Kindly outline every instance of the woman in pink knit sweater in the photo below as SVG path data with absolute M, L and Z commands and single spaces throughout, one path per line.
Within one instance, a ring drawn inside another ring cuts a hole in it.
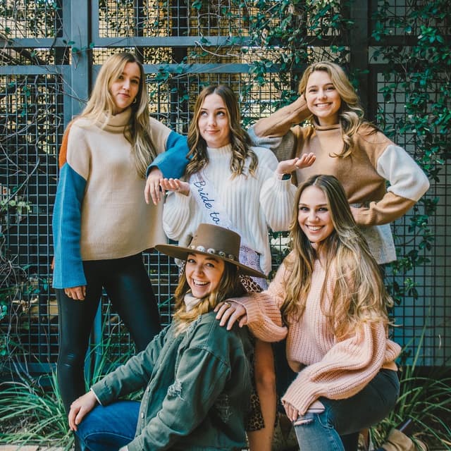
M 359 431 L 383 419 L 399 393 L 388 338 L 391 299 L 333 175 L 297 192 L 292 251 L 267 290 L 218 306 L 261 340 L 287 339 L 297 376 L 282 397 L 301 450 L 355 451 Z

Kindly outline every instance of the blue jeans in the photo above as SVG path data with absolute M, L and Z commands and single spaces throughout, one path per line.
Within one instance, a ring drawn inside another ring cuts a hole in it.
M 118 451 L 135 438 L 140 403 L 117 401 L 96 406 L 78 425 L 75 435 L 82 451 Z
M 400 390 L 396 371 L 381 369 L 354 396 L 345 400 L 320 397 L 321 414 L 307 412 L 295 431 L 300 451 L 356 451 L 359 431 L 383 419 L 393 409 Z

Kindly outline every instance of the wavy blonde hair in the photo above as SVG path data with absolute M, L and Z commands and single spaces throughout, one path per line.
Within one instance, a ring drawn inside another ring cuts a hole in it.
M 304 190 L 316 186 L 327 199 L 334 230 L 315 250 L 299 226 L 298 206 Z M 381 269 L 355 223 L 342 185 L 333 175 L 313 175 L 296 192 L 290 226 L 292 252 L 286 265 L 286 297 L 281 307 L 285 323 L 300 317 L 310 291 L 315 260 L 321 256 L 326 278 L 321 290 L 321 311 L 331 330 L 342 337 L 364 321 L 388 323 L 387 307 L 393 300 L 383 284 Z M 331 281 L 333 283 L 331 283 Z M 330 297 L 330 308 L 325 308 Z
M 144 178 L 147 166 L 156 156 L 156 152 L 149 135 L 150 125 L 145 74 L 142 64 L 135 55 L 127 52 L 116 54 L 104 63 L 89 99 L 79 117 L 99 122 L 104 121 L 105 115 L 108 121 L 109 117 L 115 114 L 116 106 L 109 88 L 111 82 L 122 74 L 128 63 L 137 64 L 140 75 L 138 93 L 130 106 L 132 114 L 124 136 L 132 144 L 136 170 L 140 176 Z
M 185 330 L 194 319 L 211 311 L 219 302 L 229 297 L 242 296 L 246 292 L 240 280 L 237 266 L 227 261 L 224 261 L 224 271 L 216 288 L 202 298 L 193 309 L 187 311 L 184 299 L 185 295 L 190 290 L 186 280 L 185 271 L 183 271 L 174 294 L 175 303 L 173 320 L 178 323 L 176 333 Z
M 243 173 L 247 158 L 250 158 L 249 173 L 254 175 L 258 165 L 257 155 L 250 149 L 251 140 L 247 133 L 242 129 L 240 123 L 240 108 L 236 96 L 232 89 L 226 85 L 207 86 L 204 88 L 196 100 L 194 116 L 188 128 L 188 147 L 190 158 L 185 175 L 187 178 L 201 171 L 209 162 L 206 153 L 206 142 L 201 136 L 199 130 L 199 116 L 204 104 L 205 97 L 211 94 L 217 94 L 224 101 L 228 123 L 230 128 L 230 144 L 232 144 L 232 156 L 230 168 L 232 176 L 236 177 Z
M 341 125 L 343 149 L 339 154 L 331 154 L 330 156 L 346 157 L 352 152 L 353 136 L 362 123 L 369 123 L 364 119 L 364 110 L 360 99 L 345 71 L 338 64 L 330 61 L 313 63 L 307 67 L 299 82 L 299 94 L 305 97 L 309 78 L 316 70 L 327 72 L 332 83 L 341 97 L 341 106 L 338 111 Z M 377 128 L 371 125 L 374 131 Z M 311 128 L 310 133 L 314 129 Z

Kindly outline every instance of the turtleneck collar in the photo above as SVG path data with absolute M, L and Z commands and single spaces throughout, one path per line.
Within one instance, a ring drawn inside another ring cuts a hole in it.
M 331 125 L 320 125 L 314 116 L 311 118 L 311 123 L 313 123 L 315 130 L 317 130 L 326 131 L 328 130 L 337 130 L 338 128 L 341 128 L 341 125 L 340 123 L 332 124 Z
M 132 109 L 127 109 L 115 116 L 107 116 L 106 113 L 104 113 L 99 121 L 99 126 L 112 133 L 123 133 L 124 128 L 128 125 L 130 118 L 132 116 Z
M 222 147 L 218 147 L 214 149 L 213 147 L 207 147 L 206 153 L 209 156 L 209 159 L 212 158 L 221 158 L 224 156 L 230 157 L 232 154 L 232 144 L 228 144 Z

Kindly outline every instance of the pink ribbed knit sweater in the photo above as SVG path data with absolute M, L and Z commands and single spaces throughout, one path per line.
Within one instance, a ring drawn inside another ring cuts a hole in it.
M 292 253 L 287 259 L 292 257 Z M 288 328 L 284 326 L 280 307 L 285 296 L 286 273 L 283 264 L 266 291 L 233 299 L 246 309 L 247 325 L 258 338 L 274 342 L 287 338 L 287 358 L 299 373 L 283 401 L 303 414 L 320 396 L 350 397 L 364 388 L 381 368 L 396 370 L 394 360 L 400 347 L 387 338 L 382 322 L 363 323 L 340 341 L 334 335 L 321 308 L 326 273 L 318 260 L 304 314 L 299 319 L 290 318 Z M 333 280 L 328 283 L 329 288 L 333 286 Z M 325 301 L 327 309 L 328 299 Z

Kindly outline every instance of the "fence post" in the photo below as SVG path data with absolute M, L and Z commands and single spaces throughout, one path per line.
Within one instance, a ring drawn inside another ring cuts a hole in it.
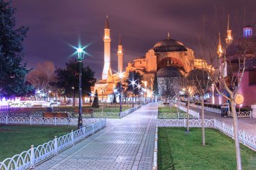
M 84 138 L 86 138 L 86 131 L 85 131 L 85 127 L 84 126 L 84 127 L 83 127 L 83 132 L 84 132 Z
M 214 128 L 216 128 L 216 118 L 214 118 Z
M 244 143 L 245 143 L 245 139 L 244 139 L 244 138 L 245 138 L 245 131 L 244 131 L 244 129 L 243 130 L 242 137 L 243 137 L 243 144 L 244 145 Z
M 232 131 L 231 137 L 233 139 L 234 139 L 235 138 L 235 133 L 234 132 L 234 126 L 233 126 L 233 125 L 231 125 L 231 131 Z
M 71 143 L 74 145 L 74 132 L 73 130 L 71 130 Z
M 8 113 L 6 115 L 6 120 L 5 120 L 5 124 L 8 125 Z
M 54 152 L 55 155 L 58 155 L 58 141 L 57 136 L 54 136 Z
M 34 153 L 34 145 L 31 145 L 31 148 L 30 148 L 30 153 L 31 153 L 31 162 L 30 162 L 30 167 L 31 168 L 34 167 L 35 166 L 35 153 Z
M 224 125 L 225 125 L 224 122 L 222 122 L 222 131 L 224 131 Z

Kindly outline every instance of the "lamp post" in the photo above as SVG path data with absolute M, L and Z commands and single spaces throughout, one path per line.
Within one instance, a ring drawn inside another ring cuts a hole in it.
M 118 74 L 120 78 L 120 95 L 119 95 L 119 103 L 120 103 L 120 112 L 122 112 L 122 79 L 123 78 L 123 73 L 120 72 Z
M 139 84 L 138 85 L 138 88 L 139 88 L 139 105 L 140 105 L 140 81 L 139 81 Z
M 75 92 L 74 91 L 74 90 L 75 90 L 75 87 L 72 87 L 72 89 L 73 90 L 73 106 L 76 106 Z
M 101 114 L 102 114 L 102 114 L 103 114 L 103 99 L 104 99 L 104 97 L 103 97 L 103 95 L 104 95 L 104 92 L 105 92 L 105 88 L 104 88 L 103 87 L 101 88 L 101 92 L 102 92 L 102 111 L 101 111 Z
M 145 89 L 146 89 L 146 90 L 145 90 L 145 95 L 146 95 L 146 100 L 147 100 L 147 101 L 148 101 L 148 95 L 147 95 L 147 81 L 144 81 L 144 85 L 145 85 Z
M 82 61 L 84 58 L 84 52 L 81 47 L 77 48 L 77 60 L 79 62 L 79 83 L 78 89 L 79 92 L 79 106 L 78 112 L 78 129 L 83 128 L 83 118 L 82 118 Z
M 134 81 L 134 80 L 132 80 L 132 108 L 134 107 L 134 85 L 135 85 L 135 81 Z

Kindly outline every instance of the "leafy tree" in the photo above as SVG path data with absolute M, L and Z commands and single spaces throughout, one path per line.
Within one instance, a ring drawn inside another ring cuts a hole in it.
M 94 85 L 96 79 L 94 72 L 89 67 L 84 67 L 82 62 L 82 95 L 88 96 L 91 92 L 91 87 Z M 56 68 L 55 71 L 55 81 L 51 84 L 58 89 L 63 89 L 64 95 L 67 97 L 73 96 L 73 89 L 75 96 L 79 96 L 78 85 L 79 82 L 79 62 L 73 59 L 66 63 L 66 68 Z
M 113 103 L 116 103 L 116 96 L 115 94 L 114 94 L 114 97 L 113 99 Z
M 93 103 L 92 103 L 93 108 L 99 108 L 100 106 L 99 105 L 99 97 L 98 97 L 98 92 L 96 90 L 95 94 L 94 96 Z
M 11 2 L 0 0 L 0 96 L 7 97 L 23 96 L 33 89 L 26 82 L 30 69 L 22 64 L 28 28 L 15 28 L 15 11 Z
M 139 88 L 138 87 L 138 84 L 141 85 L 142 76 L 139 72 L 130 71 L 128 74 L 128 77 L 125 80 L 125 83 L 127 84 L 127 91 L 132 92 L 132 85 L 131 83 L 132 81 L 135 81 L 134 85 L 134 94 L 137 96 L 140 94 Z

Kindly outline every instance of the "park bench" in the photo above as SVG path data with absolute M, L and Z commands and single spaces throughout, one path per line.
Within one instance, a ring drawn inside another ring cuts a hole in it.
M 79 108 L 76 108 L 74 113 L 75 114 L 78 114 L 79 112 Z M 88 109 L 88 108 L 82 108 L 82 114 L 84 117 L 86 117 L 86 115 L 90 115 L 90 117 L 93 117 L 93 109 Z
M 67 118 L 68 117 L 68 114 L 63 112 L 44 112 L 44 117 L 58 117 L 58 118 Z

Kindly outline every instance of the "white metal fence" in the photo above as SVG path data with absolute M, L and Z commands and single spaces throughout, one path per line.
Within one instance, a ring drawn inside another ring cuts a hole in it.
M 47 143 L 36 147 L 31 145 L 31 149 L 17 154 L 12 158 L 4 159 L 0 162 L 1 170 L 26 169 L 35 167 L 35 165 L 56 155 L 60 151 L 74 145 L 76 143 L 83 140 L 86 137 L 104 128 L 106 125 L 106 119 L 99 121 L 82 129 L 55 138 Z
M 176 108 L 178 107 L 178 105 L 177 104 L 174 104 L 174 106 L 175 106 Z M 182 106 L 179 105 L 179 108 L 180 110 L 181 110 L 183 111 L 187 112 L 187 108 L 185 107 L 183 107 Z M 189 110 L 189 115 L 191 115 L 193 117 L 197 118 L 200 118 L 200 114 L 198 112 L 196 112 L 193 110 Z
M 158 125 L 156 125 L 155 141 L 154 144 L 153 170 L 157 169 L 157 141 L 158 141 Z
M 99 120 L 97 118 L 83 118 L 83 122 L 84 125 L 88 125 Z M 77 124 L 77 122 L 78 118 L 77 118 L 8 117 L 8 115 L 0 117 L 0 124 L 2 124 L 75 125 Z
M 186 119 L 158 119 L 158 127 L 186 127 Z M 202 127 L 202 120 L 189 120 L 189 127 Z M 205 120 L 205 127 L 214 128 L 234 138 L 233 125 L 228 125 L 216 119 Z M 239 141 L 256 151 L 256 136 L 239 130 Z
M 164 119 L 173 119 L 173 118 L 187 118 L 188 114 L 186 113 L 158 113 L 158 118 L 164 118 Z M 189 117 L 190 119 L 198 118 L 197 115 L 194 116 L 193 115 L 189 114 Z

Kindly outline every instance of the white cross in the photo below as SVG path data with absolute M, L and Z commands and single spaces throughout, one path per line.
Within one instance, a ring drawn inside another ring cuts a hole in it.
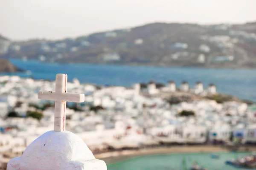
M 84 94 L 67 93 L 67 75 L 57 74 L 56 75 L 55 91 L 40 91 L 39 99 L 55 101 L 54 130 L 62 132 L 65 130 L 66 104 L 67 102 L 81 103 L 84 102 Z

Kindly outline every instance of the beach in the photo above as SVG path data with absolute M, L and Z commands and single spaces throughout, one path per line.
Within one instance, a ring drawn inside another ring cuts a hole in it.
M 256 146 L 250 146 L 247 148 L 245 147 L 240 147 L 238 152 L 244 151 L 246 149 L 248 149 L 247 152 L 256 151 Z M 220 146 L 174 146 L 110 152 L 94 154 L 94 156 L 96 159 L 103 160 L 107 164 L 109 164 L 142 156 L 171 154 L 227 153 L 230 152 L 230 150 L 227 148 Z

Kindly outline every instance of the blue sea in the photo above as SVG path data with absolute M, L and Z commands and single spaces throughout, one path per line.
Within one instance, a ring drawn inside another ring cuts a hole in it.
M 226 165 L 226 161 L 250 156 L 249 153 L 217 153 L 219 159 L 211 158 L 211 153 L 177 154 L 138 157 L 118 163 L 109 164 L 108 170 L 189 170 L 196 161 L 209 170 L 240 170 L 246 169 Z M 183 164 L 183 159 L 186 164 Z
M 35 79 L 53 80 L 56 74 L 68 75 L 69 81 L 77 78 L 81 82 L 97 85 L 131 87 L 137 82 L 153 80 L 166 83 L 175 81 L 177 85 L 186 80 L 194 86 L 196 81 L 201 81 L 206 87 L 215 84 L 218 91 L 236 96 L 240 99 L 256 101 L 256 70 L 220 68 L 169 68 L 88 64 L 58 64 L 41 62 L 37 60 L 10 60 L 18 67 L 30 71 L 24 73 L 4 74 L 21 77 L 32 76 Z

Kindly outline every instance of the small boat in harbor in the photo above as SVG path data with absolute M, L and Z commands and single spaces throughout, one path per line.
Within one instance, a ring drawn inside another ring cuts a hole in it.
M 209 170 L 208 169 L 201 167 L 198 163 L 195 162 L 193 164 L 193 166 L 190 168 L 190 170 Z
M 217 154 L 212 154 L 211 155 L 211 158 L 212 159 L 218 159 L 220 158 L 220 156 Z
M 235 161 L 227 161 L 226 164 L 236 167 L 256 168 L 256 156 L 252 155 L 244 158 L 238 159 Z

----

Can you reproduce the lines from the one containing "Kindly outline every instance of the beach" through the one containing "M 256 146 L", changing "beach" to "shoreline" and leaving everything else as it is?

Kindly outline every instance of the shoreline in the photo above as SVG path data with absolute M, L and Z commands and single spaces throughout, one path per line.
Within one instance, a ring drawn inside another ring cuts a hole in it.
M 256 146 L 250 146 L 247 148 L 245 147 L 240 147 L 238 152 L 244 151 L 246 149 L 248 149 L 247 152 L 256 151 Z M 220 146 L 174 146 L 110 152 L 94 154 L 94 156 L 96 159 L 103 160 L 107 164 L 109 164 L 142 156 L 171 154 L 227 153 L 230 152 L 230 150 L 227 148 Z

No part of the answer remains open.